"""

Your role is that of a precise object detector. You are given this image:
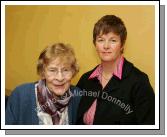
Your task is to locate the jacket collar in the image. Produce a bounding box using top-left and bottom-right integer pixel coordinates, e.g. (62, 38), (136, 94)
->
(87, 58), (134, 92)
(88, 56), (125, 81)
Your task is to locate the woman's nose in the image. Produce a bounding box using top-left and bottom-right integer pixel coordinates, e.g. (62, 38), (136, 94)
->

"""
"""

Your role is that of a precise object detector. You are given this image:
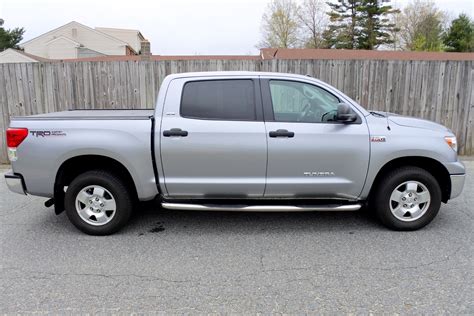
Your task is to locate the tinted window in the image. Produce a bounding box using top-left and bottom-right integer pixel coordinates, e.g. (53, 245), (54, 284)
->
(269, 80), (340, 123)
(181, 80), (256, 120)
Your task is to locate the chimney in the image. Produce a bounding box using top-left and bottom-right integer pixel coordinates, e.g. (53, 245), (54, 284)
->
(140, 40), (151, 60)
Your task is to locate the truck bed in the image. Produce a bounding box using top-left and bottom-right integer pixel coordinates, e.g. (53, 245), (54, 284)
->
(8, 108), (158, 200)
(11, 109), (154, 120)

"""

WORK TO BE COMPLETED:
From the entries, copy every line in which the word "bounding" occurs.

SOLVED EXERCISE:
Your task is to locate the jacket collar in the image. Produce a bounding box using top-left and bottom-right integer pixel coordinates, e.g. (62, 38), (136, 94)
Your task is to locate the woman's nose in the image. Produce a bounding box using top-left and bottom-right integer pixel coordinates, e.g. (62, 38), (136, 94)
Your task is to locate the tinted window in the image. Produce a bounding box using top-left and bottom-right integer pixel coordinates, e.g. (53, 245), (54, 284)
Your task is to locate the chimney in the image. Produce a bounding box using top-left and bottom-right integer pixel coordinates, e.g. (53, 245), (54, 284)
Your task is to locate the truck bed in the image. Produce a bounding box using top-left and bottom-right integer pixel coordinates, e.g. (53, 245), (54, 284)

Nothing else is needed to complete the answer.